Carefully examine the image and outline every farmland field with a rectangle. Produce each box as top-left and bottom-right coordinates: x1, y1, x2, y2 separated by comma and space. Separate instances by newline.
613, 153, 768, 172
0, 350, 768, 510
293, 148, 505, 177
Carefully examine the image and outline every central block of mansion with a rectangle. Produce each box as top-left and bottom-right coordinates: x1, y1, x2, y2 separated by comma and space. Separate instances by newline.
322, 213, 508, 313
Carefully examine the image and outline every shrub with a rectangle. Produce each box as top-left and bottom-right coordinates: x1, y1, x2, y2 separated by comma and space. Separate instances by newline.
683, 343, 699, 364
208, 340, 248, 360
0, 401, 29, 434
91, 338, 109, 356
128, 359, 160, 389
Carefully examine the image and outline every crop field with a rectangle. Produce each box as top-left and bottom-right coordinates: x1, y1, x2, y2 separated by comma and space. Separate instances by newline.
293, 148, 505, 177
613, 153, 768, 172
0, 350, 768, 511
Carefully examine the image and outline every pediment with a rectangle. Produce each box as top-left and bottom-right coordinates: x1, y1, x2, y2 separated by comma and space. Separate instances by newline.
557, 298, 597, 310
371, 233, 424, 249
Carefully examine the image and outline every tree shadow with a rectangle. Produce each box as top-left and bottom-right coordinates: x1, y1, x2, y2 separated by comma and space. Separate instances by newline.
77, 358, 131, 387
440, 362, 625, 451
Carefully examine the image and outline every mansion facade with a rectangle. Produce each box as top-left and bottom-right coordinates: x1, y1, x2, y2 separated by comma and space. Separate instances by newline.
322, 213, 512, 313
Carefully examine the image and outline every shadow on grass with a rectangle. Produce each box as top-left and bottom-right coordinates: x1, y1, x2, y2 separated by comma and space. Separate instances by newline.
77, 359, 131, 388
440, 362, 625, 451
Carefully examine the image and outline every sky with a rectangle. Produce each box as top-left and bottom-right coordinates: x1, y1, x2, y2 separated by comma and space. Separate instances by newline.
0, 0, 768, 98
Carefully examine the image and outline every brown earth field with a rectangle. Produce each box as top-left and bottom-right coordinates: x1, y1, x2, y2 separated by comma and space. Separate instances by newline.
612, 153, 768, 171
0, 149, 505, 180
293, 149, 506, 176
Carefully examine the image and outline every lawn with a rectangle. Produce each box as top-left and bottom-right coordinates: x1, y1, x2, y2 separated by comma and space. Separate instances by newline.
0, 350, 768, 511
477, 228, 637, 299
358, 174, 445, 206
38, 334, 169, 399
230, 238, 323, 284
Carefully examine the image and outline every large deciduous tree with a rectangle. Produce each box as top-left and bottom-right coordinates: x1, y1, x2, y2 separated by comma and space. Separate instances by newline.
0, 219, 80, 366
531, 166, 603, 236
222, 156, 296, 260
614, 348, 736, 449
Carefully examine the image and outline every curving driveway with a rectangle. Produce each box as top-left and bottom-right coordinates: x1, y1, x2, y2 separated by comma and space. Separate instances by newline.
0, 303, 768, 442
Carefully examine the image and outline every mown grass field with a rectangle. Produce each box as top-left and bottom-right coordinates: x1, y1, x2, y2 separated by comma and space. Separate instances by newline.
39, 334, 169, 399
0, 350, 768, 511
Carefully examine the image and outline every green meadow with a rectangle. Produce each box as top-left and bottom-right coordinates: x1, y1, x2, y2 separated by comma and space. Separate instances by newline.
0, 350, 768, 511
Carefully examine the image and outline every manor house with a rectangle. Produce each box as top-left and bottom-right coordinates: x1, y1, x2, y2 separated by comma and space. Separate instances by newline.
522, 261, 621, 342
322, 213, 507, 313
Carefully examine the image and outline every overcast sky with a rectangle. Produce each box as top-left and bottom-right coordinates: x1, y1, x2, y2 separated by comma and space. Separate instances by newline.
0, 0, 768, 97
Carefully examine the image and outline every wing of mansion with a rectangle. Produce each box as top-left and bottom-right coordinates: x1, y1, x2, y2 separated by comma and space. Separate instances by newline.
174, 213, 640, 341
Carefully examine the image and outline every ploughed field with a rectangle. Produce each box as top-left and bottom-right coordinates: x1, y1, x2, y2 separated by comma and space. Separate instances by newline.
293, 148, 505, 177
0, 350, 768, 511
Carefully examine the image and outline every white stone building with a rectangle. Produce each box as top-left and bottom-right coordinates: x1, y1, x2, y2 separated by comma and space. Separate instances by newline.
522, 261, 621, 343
....................
Aim. Please repeat all of the rows above verbatim, keeping every line in its original order.

Response to this task.
Carefully examine the image and outline every farmland field with a rectangle. Produce each box as top-left and bottom-right coordinates: x1, y1, x2, y2 separated by comma and space. Separate instances by newline.
613, 153, 768, 172
0, 350, 768, 510
293, 148, 505, 177
Carefully examine the image and outline every central block of mansion with a rectangle. Produce each box as top-left and bottom-right coordinates: x1, y1, x2, y2 separated by comma and space. Separate instances by newline.
322, 213, 508, 313
Carefully examine the image and outline every shrub with a rectangle. Produce each box as top-left and bottom-right coordinates: x1, y1, x2, y2 separated by comma and space. Separate instances by newline.
683, 343, 699, 364
208, 340, 248, 360
0, 401, 29, 434
91, 338, 109, 356
128, 359, 160, 389
Carefully examine the image and outline every crop field with a rectangle. Produce each box as top-left and bottom-right coordinates: x1, y1, x2, y2 separated by comma and space. Separate instances by newline.
293, 148, 505, 177
613, 153, 768, 172
0, 350, 768, 511
Carefully examine the image and outline every pediment with a rectangle. Produce each box as top-left and bottom-right coordinates: x1, y1, x2, y2 separated by comma and space. Separate instances by newline.
557, 298, 597, 310
371, 233, 424, 249
Carefully examine the image and outline every tree shadow with a rectangle. Produce each box as top-left and bottom-right coordinates: x1, y1, x2, y2 separated by comma and space. Separate instances by newline.
77, 358, 131, 387
440, 362, 625, 451
Carefully examine the image and outline every mansion facade with a rectangle. Produce each box as top-left and bottom-right coordinates: x1, y1, x2, y2 separated by comma and space. Separate instances by newline.
322, 213, 512, 313
Carefully examine the image and outline every shadow on grass with a rectangle. Produce each box as top-left and bottom-right coordinates: x1, y1, x2, y2 separated by comma and space. Separate instances by newline.
77, 359, 131, 388
440, 362, 625, 451
Carefully examine the image and outline every sky with a rectangle. Produce each box as top-left and bottom-right coordinates: x1, y1, x2, y2 separated by comma and space. Separate instances by newline.
0, 0, 768, 98
Carefully examine the image and outline every brown earth field with a rectangle. Produce each box as top-left and bottom-right coordinates: x1, y1, x2, y2 separated by comma and space. Separate instances by newline.
612, 153, 768, 171
0, 149, 505, 180
293, 149, 506, 176
Carefully examine the image and outline every lawn with a rectangle. Produce each box as top-left and bottom-right coordinates: x1, y1, x2, y2 separated by comma and space. Separate instances by newline.
0, 350, 768, 511
477, 228, 637, 299
358, 174, 445, 206
38, 334, 169, 399
230, 238, 323, 284
Carefully examine the image and outline every large deciduous tree with a rectangle. Produce each box as top-left and bottom-right coordinates: x1, y1, x2, y2 separated by comma and space. Separate instances by newline.
0, 219, 80, 366
531, 166, 603, 236
222, 156, 296, 260
614, 348, 736, 449
Carefully examine the image and outline every curving driveway with a rectangle. Produce each box as top-left and bottom-right coordinates: x1, y1, x2, y2 separated by comma and space. Separate instances by newline.
0, 303, 768, 442
Carefully examine the image and outline every mown grass field with a rectangle. Produce each box as top-left and bottom-right coordinates: x1, y1, x2, y2 separated by comma and space. Separate instances by newline.
39, 334, 169, 399
0, 350, 768, 511
Carefully examine the image and outline every green meadow with a rectangle. Produce each box as top-left and bottom-right coordinates: x1, y1, x2, y2 separated by comma and space. Separate instances by newline.
0, 350, 768, 511
Carefully examine the image and outline every manor house with a rectangle. Produce each box as top-left and bottom-right coordinates: x1, y1, x2, y2 separated by comma and space. Separate instances by newline.
522, 261, 621, 342
322, 213, 507, 313
Carefully examine the image and outline every overcast sky with a rectangle. Produce each box as top-left and bottom-right coordinates: x1, y1, x2, y2 separated by comma and space. Separate instances by newline.
0, 0, 768, 97
Carefully examine the image and outline every wing of mansion with a rectangle. Produce each box as top-left and bottom-right coordinates: x1, y1, x2, y2 separated by comma and space. Separate instances by newline.
174, 213, 640, 341
Carefully examine the image and outline every ploughed field with a rectangle. Produce each box as top-left and bottom-right coordinates: x1, y1, x2, y2 separated by comma and space. Separate instances by newline.
293, 148, 505, 177
0, 350, 768, 511
Carefully examine the image and outline every white stone building with a rectangle. Produce each box as top-left and bottom-right coordinates: x1, y1, x2, y2 separated by comma and space. Separate instances by newline.
522, 261, 621, 343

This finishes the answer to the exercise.